=== The records ===
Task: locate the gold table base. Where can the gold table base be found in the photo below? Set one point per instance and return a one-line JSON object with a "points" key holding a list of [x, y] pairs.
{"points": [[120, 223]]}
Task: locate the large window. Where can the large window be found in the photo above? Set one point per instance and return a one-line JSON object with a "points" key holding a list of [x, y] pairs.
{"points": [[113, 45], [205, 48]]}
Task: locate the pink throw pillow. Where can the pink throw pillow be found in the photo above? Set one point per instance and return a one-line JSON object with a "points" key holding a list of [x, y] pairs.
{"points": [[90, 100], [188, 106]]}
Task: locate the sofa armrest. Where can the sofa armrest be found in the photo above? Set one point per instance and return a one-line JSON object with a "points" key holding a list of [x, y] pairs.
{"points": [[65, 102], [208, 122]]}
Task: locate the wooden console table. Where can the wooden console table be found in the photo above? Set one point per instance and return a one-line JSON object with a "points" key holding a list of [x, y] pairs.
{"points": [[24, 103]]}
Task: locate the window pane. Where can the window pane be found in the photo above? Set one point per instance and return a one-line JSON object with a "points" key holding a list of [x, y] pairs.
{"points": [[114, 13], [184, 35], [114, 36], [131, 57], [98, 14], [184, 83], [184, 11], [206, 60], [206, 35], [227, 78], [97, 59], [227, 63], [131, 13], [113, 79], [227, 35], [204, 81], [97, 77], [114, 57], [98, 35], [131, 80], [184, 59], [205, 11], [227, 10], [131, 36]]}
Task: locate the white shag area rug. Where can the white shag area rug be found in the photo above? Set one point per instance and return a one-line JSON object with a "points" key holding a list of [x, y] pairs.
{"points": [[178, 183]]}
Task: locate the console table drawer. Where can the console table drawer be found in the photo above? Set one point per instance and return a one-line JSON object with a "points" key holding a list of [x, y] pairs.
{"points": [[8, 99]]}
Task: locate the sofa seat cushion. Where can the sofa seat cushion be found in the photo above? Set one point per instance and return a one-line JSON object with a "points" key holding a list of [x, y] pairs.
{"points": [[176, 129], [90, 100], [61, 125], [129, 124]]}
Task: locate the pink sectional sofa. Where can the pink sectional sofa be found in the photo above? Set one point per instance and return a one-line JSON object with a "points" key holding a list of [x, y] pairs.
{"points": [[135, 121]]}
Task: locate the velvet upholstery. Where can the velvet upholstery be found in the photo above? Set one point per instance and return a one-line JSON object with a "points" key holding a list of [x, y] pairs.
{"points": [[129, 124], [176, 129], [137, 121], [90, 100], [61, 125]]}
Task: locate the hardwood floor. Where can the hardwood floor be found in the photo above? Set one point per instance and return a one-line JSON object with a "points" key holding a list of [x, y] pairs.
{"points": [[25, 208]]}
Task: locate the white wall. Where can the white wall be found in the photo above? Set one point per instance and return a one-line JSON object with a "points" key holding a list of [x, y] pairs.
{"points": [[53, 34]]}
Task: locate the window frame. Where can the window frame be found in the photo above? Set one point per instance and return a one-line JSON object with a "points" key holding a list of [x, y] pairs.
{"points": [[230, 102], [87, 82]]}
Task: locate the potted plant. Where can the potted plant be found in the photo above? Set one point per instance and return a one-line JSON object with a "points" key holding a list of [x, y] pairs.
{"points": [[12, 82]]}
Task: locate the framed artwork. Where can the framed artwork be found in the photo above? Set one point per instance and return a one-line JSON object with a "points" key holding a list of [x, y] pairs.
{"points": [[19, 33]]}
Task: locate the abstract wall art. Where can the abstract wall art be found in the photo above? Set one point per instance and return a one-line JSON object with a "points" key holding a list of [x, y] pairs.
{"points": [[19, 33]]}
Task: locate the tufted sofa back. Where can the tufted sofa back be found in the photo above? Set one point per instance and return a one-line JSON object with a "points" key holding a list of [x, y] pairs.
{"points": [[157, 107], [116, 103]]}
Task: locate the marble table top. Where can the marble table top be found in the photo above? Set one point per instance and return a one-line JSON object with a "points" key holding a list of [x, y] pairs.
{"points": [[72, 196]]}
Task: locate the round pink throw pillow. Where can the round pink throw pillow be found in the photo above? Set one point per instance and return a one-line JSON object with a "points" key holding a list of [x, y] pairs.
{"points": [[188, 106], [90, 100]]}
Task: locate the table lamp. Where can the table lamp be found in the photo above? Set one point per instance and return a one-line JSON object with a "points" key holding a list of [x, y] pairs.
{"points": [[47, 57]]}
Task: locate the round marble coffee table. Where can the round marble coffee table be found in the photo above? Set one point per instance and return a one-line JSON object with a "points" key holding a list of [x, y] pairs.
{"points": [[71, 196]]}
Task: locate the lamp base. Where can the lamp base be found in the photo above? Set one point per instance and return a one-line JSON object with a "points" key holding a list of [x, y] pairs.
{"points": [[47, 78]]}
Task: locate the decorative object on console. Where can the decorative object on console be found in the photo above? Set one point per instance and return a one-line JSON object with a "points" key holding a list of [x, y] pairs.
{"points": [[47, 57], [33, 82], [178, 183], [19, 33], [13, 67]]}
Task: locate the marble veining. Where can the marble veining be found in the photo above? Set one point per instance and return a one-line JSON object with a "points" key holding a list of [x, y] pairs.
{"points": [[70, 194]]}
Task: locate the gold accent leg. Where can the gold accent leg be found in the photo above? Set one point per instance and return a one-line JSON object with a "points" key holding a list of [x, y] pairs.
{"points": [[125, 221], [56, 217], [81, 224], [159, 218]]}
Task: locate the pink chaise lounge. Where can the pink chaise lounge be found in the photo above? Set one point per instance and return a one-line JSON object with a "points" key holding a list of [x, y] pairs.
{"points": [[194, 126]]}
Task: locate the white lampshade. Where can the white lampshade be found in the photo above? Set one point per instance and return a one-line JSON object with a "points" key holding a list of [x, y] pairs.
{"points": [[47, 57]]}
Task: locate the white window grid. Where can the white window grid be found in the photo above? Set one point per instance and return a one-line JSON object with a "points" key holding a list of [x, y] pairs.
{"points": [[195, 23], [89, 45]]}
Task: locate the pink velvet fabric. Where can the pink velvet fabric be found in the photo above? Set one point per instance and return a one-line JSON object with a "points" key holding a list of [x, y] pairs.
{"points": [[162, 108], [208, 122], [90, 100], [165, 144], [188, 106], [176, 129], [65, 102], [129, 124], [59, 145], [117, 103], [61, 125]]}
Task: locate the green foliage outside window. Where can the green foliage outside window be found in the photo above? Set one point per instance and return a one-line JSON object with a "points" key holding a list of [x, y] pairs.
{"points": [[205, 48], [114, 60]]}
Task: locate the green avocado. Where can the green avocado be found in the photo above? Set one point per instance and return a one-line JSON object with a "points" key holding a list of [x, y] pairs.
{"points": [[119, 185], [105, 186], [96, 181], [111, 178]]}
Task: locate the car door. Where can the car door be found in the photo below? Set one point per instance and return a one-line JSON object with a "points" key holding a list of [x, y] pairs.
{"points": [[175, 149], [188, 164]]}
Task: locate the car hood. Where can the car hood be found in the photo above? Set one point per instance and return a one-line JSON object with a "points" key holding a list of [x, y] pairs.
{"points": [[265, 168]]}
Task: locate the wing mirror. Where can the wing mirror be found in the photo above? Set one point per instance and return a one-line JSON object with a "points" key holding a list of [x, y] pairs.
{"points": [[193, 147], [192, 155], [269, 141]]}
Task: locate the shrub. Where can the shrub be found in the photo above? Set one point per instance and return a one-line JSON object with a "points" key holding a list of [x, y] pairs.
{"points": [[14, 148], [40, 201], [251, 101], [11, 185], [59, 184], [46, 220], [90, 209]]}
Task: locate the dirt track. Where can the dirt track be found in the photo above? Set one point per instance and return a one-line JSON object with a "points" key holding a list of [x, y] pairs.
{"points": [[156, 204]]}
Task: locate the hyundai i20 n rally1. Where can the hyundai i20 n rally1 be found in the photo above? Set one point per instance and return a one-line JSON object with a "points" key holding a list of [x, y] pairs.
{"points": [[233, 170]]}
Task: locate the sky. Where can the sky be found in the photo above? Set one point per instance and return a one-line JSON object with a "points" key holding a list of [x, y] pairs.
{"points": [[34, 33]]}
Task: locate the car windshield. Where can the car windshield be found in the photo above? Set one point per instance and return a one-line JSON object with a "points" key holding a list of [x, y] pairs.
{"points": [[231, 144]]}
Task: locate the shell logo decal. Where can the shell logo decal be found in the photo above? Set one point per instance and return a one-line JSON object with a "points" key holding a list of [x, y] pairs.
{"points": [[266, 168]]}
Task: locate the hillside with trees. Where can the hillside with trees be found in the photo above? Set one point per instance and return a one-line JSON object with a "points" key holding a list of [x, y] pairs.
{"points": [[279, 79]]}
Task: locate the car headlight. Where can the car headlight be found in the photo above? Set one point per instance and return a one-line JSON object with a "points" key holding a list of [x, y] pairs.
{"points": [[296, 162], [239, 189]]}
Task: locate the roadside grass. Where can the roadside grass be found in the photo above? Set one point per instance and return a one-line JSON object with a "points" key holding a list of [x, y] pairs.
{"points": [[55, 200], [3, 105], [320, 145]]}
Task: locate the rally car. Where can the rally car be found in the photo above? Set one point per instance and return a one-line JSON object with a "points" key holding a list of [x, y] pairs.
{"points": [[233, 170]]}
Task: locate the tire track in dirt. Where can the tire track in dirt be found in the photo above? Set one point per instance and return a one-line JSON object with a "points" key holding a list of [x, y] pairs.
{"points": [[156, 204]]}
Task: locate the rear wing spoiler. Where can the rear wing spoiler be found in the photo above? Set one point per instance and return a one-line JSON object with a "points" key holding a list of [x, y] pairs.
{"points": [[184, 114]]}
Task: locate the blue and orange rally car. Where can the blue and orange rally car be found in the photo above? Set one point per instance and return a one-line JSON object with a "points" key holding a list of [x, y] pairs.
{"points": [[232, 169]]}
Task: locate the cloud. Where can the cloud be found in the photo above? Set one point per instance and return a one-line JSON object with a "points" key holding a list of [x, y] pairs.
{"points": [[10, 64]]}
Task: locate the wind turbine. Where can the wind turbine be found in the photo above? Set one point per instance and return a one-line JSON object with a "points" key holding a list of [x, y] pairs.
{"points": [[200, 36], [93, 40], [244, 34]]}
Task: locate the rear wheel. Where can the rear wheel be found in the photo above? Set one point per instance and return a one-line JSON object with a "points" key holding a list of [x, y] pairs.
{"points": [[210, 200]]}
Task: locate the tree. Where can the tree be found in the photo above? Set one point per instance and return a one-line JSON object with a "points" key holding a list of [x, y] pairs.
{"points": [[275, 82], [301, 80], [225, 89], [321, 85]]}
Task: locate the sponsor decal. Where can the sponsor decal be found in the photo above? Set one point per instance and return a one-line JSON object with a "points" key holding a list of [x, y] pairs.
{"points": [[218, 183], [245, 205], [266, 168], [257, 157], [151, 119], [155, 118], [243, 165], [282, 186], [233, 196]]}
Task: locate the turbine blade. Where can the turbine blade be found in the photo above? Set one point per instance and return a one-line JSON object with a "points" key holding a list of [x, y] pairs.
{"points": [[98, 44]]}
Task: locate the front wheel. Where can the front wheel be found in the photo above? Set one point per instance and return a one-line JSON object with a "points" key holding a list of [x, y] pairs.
===
:: Task ::
Print, without any change, the line containing "Task: locate the sponsor" and each line after it to the end of the material.

:: Answer space ::
Task: locate the sponsor decal. Where can the sponsor decal be found in the photo above? Set one point per instance and return a one-line JSON object with a "points" key holding a list of [x, y] pairs.
{"points": [[218, 183], [245, 205], [266, 168], [257, 157], [151, 119], [155, 118], [243, 165], [282, 186], [233, 196]]}
Task: locate the turbine blade. Where can the turbine blade be found in the photo above? Set one point per instance and return a one-line JSON object with a "points" key holding a list of [x, y] pairs.
{"points": [[98, 44]]}
Task: locate the front wheel. Where can the front wheel be found in the photo above? Set one point per instance and return a one-line JSON object with a "points" key holding a list of [x, y] pairs.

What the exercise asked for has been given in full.